BEGIN Data supplied
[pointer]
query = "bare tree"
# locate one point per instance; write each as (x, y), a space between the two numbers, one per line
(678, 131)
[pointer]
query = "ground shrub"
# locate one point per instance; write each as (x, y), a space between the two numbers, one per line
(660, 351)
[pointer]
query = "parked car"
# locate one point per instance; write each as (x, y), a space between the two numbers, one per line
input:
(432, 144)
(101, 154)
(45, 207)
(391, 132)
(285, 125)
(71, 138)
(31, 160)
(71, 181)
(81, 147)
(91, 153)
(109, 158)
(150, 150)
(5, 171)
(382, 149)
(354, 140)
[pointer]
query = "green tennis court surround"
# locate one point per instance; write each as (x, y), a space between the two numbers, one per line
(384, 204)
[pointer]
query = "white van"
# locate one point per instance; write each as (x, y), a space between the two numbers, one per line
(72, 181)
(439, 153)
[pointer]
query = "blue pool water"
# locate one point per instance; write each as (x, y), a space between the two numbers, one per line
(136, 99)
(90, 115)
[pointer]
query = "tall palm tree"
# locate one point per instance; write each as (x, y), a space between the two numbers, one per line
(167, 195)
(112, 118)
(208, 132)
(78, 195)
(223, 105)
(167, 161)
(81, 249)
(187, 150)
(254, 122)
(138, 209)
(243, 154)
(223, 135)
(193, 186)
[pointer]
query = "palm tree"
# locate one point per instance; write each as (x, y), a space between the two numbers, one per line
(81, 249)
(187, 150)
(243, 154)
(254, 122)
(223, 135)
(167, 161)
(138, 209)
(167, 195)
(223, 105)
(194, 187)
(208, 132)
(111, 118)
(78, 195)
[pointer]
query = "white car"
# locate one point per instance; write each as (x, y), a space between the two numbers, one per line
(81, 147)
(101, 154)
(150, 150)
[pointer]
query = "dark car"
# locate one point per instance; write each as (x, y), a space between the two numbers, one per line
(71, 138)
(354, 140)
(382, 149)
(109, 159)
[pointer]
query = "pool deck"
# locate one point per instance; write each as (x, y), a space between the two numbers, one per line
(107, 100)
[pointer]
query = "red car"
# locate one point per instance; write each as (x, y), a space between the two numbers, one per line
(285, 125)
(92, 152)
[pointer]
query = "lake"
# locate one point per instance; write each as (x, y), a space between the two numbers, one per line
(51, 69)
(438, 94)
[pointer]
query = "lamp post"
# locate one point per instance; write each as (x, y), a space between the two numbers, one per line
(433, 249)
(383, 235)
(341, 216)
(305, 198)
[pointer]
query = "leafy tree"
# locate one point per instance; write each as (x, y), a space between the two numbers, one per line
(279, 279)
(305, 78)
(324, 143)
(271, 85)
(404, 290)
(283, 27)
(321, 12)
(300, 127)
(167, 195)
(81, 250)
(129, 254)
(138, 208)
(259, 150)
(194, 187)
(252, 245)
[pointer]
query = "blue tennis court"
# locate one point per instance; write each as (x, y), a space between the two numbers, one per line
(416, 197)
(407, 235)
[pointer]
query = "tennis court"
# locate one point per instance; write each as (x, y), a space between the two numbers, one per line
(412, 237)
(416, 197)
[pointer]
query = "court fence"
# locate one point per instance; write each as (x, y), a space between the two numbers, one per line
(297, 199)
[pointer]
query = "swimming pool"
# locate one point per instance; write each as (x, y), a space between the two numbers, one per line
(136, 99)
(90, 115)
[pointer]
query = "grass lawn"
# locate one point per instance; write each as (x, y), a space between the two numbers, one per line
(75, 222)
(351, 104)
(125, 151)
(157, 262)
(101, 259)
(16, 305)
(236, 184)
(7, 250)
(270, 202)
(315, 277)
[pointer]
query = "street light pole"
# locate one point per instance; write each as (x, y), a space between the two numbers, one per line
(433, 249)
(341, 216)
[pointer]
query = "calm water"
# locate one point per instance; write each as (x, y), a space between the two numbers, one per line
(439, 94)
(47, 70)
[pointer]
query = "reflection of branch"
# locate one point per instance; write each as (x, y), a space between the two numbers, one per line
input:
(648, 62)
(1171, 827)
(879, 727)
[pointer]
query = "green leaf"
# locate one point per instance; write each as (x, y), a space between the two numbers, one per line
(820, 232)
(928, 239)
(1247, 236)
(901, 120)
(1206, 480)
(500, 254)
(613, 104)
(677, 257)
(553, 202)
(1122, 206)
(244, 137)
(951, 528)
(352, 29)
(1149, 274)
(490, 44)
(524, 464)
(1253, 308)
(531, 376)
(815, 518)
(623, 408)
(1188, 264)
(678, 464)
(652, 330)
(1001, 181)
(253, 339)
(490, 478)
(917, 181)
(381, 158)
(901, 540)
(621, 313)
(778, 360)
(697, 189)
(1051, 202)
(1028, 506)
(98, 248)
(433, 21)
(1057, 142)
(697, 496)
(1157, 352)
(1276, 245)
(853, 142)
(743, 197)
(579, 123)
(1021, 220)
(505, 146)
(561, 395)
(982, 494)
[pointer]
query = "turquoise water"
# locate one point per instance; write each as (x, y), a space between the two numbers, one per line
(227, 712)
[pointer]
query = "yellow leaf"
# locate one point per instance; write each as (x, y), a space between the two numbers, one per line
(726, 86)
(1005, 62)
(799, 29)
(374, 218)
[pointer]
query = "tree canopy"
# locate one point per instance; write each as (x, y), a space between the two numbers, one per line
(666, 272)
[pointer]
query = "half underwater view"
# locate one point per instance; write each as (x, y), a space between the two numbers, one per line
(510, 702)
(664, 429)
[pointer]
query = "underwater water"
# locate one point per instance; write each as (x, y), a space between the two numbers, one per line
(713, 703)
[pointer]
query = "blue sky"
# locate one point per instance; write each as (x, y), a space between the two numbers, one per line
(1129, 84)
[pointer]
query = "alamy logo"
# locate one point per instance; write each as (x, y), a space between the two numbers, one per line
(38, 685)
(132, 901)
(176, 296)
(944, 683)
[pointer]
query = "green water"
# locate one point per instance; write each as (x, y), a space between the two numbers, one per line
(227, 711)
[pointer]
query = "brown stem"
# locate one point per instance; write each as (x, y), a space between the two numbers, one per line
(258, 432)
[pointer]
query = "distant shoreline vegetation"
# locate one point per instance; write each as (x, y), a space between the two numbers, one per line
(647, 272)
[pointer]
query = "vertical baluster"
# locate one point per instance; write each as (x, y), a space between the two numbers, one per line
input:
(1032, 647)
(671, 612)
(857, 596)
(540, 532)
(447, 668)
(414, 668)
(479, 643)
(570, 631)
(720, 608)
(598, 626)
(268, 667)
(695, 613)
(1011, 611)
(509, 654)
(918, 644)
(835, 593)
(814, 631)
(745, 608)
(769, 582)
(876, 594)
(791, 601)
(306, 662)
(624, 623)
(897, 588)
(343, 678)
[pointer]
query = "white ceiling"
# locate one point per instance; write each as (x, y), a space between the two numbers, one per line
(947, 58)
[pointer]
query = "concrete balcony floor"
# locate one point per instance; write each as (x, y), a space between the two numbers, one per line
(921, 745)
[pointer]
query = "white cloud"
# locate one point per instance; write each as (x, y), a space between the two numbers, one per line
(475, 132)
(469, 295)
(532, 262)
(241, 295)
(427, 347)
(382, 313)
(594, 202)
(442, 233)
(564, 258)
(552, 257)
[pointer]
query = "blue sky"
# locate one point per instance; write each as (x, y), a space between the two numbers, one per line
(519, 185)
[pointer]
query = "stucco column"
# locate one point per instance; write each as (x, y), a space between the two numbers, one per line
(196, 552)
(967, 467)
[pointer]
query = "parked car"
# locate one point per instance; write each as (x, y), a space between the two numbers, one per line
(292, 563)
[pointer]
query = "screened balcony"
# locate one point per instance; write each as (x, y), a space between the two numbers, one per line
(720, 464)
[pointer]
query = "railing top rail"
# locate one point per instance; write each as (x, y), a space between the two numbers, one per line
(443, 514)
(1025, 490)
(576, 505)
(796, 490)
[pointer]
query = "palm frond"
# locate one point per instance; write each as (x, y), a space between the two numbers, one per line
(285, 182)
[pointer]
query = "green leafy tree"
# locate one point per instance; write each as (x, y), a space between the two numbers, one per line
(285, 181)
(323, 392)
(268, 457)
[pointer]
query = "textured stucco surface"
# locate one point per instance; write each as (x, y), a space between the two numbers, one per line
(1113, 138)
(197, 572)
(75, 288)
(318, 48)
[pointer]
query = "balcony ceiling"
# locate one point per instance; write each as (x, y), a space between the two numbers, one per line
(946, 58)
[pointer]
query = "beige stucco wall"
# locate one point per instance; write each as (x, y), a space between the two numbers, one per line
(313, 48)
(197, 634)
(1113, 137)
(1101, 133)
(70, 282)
END Data supplied
• [What you should do] Extract every line of the records that contains the word "white".

• [Answer in full]
query = "white van"
query = "white car"
query = "white ceiling"
query = "white cloud"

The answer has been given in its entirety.